▸ PROBLEM: Render every line of the items below as a JSON array of strings, one string per line, with blank lines omitted.

▸ MATERIAL FOR THIS EXERCISE:

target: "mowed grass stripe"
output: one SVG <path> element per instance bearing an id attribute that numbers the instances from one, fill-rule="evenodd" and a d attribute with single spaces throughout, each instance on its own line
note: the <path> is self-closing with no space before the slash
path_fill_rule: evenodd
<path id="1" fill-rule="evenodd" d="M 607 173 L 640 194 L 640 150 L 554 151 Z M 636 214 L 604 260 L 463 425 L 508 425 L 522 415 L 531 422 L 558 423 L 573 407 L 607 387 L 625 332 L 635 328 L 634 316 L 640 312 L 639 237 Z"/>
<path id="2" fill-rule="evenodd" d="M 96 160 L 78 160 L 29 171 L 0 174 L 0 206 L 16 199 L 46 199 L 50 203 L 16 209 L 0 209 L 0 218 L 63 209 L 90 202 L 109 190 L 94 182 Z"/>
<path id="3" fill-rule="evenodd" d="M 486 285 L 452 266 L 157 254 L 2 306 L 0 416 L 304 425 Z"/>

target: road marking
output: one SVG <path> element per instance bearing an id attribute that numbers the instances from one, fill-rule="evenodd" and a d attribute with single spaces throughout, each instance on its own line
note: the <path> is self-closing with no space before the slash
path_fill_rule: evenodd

▸ CORRECT ANSWER:
[
  "target: \"mowed grass stripe\"",
  "output: one SVG <path> element per instance bearing an id attribute that numbers the instances from one, fill-rule=\"evenodd\" and a d attribute with single spaces throughout, each instance on its own line",
  "note: the <path> is self-closing with no space before the slash",
  "path_fill_rule: evenodd",
  "<path id=\"1\" fill-rule=\"evenodd\" d=\"M 607 173 L 640 194 L 640 150 L 554 151 Z M 636 214 L 604 260 L 463 425 L 508 425 L 522 415 L 531 422 L 558 423 L 573 407 L 607 387 L 625 332 L 635 328 L 634 316 L 640 312 L 639 237 Z\"/>",
  "<path id=\"2\" fill-rule=\"evenodd\" d=\"M 96 160 L 78 160 L 29 171 L 0 174 L 0 206 L 16 199 L 46 199 L 50 203 L 16 209 L 0 209 L 0 218 L 63 209 L 90 202 L 109 190 L 94 182 Z\"/>",
  "<path id=\"3\" fill-rule=\"evenodd\" d=\"M 486 285 L 452 266 L 157 254 L 2 306 L 0 416 L 304 425 Z\"/>",
  "target: road marking",
  "output: one SVG <path> element per instance bearing an id attribute that numbers the instances from one, fill-rule=\"evenodd\" and a d attribute with single spaces throughout, each instance on its own line",
  "note: the <path> is self-closing with no space before the slash",
  "path_fill_rule: evenodd"
]